**Task description**:
Change "one point per instance" to "a single point per instance" everywhere it occurs in the rows below, and reproduce the rows with nothing else altered.
==== Rows ====
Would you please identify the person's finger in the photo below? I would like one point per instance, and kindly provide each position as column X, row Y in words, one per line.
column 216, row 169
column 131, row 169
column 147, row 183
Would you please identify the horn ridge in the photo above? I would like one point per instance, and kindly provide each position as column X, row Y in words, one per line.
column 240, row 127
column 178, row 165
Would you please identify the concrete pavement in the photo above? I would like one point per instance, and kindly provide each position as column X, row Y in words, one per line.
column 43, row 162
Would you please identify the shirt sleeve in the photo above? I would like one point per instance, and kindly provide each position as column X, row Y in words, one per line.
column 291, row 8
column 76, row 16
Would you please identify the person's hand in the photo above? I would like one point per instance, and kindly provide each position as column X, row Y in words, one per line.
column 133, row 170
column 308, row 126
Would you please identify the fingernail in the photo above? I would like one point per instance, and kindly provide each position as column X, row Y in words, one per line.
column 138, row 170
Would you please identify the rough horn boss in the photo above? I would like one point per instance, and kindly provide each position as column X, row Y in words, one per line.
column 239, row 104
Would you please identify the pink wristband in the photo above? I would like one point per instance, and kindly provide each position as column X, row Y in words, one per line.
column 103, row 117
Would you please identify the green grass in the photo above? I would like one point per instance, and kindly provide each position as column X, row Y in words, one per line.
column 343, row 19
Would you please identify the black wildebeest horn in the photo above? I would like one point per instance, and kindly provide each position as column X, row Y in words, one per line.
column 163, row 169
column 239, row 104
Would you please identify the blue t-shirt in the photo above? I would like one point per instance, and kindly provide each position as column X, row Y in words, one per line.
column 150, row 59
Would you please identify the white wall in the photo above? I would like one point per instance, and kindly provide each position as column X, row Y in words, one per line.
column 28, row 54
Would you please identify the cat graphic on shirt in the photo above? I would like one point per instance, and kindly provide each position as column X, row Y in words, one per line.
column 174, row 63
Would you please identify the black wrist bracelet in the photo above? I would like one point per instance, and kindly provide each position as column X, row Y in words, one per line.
====
**Solution to the problem**:
Would you please identify the person's finger in the photo below? I would like a single point per instance, and kindly provide each position as column X, row Y in words, one per line.
column 216, row 169
column 131, row 169
column 147, row 183
Would you please identify the horn ridge in the photo above? I would like a single point per instance, and kindly provide each position as column X, row Y in words, one per line.
column 240, row 127
column 178, row 165
Would you please identify the concrete pavement in the photo above? I would like a single point per instance, and kindly provide each position as column X, row Y in words, one per line.
column 43, row 162
Would you please identify the shirt sleeve in the photo above? I would like a single point per instance, and kindly provide each position as column X, row Y in words, one per line.
column 291, row 8
column 76, row 16
Would you please identify the person's hand in the photo above? I would like a single point per instance, and kindly provide each position as column X, row Y in words, one per line.
column 133, row 170
column 308, row 126
Would you please identify the fingernail in the photo above? I would like a single point per instance, and kindly provide each position as column X, row Y in words, one per line.
column 138, row 170
Would you please identify the rough horn boss in the photo above? I would like a single point per instance, and kindly provide each position as column X, row Y in words, one per line.
column 239, row 104
Would you please identify the pink wristband in the photo above? I would like a single point per instance, and kindly provide each position as column X, row Y in words, one per line.
column 103, row 117
Would you please identify the green grass in the photo above? I would like a single point per instance, and kindly provide each position as column X, row Y in words, one per line.
column 343, row 19
Would you please identify the black wildebeest horn in the photo above? I would like a single point per instance, and kindly provide each position as column X, row Y in words, one per line.
column 163, row 169
column 239, row 104
Would you please identify the blue t-shirt in the photo above? I would like a single point per instance, and kindly provide each position as column X, row Y in words, one per line.
column 150, row 59
Would you please identify the white wall in the photo above? I would like a single point per instance, and kindly provide each position as column X, row Y in words, one per line.
column 28, row 54
Would you please identify the cat graphic on shirt in the photo above? I would like a single point per instance, and kindly provide each position as column X, row Y in words, one per line.
column 174, row 63
Would you please identify the black wrist bracelet in the photo above? I would like a single point per instance, and kindly provide each position as column X, row Y in words, one per line.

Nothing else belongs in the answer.